Brief | All entries below must be reproduced without a single change.

Dataset excerpts
....................
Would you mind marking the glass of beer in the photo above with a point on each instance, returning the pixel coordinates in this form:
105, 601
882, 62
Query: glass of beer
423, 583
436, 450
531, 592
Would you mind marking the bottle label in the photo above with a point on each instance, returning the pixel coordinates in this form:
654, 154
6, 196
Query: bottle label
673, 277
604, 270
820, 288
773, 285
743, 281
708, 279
....................
Answer for the task |
Would you mind marking the glass of beer in the photo above with a point on each instance, returning the pixel coordinates in this form:
105, 601
882, 62
Query: glass of beer
423, 583
436, 450
531, 592
Would you mind marking the bottle label in the photo above with a point on each instance, returning the pixel coordinates in this form:
654, 154
6, 196
Query: bottle label
673, 277
604, 270
820, 288
773, 285
743, 281
708, 279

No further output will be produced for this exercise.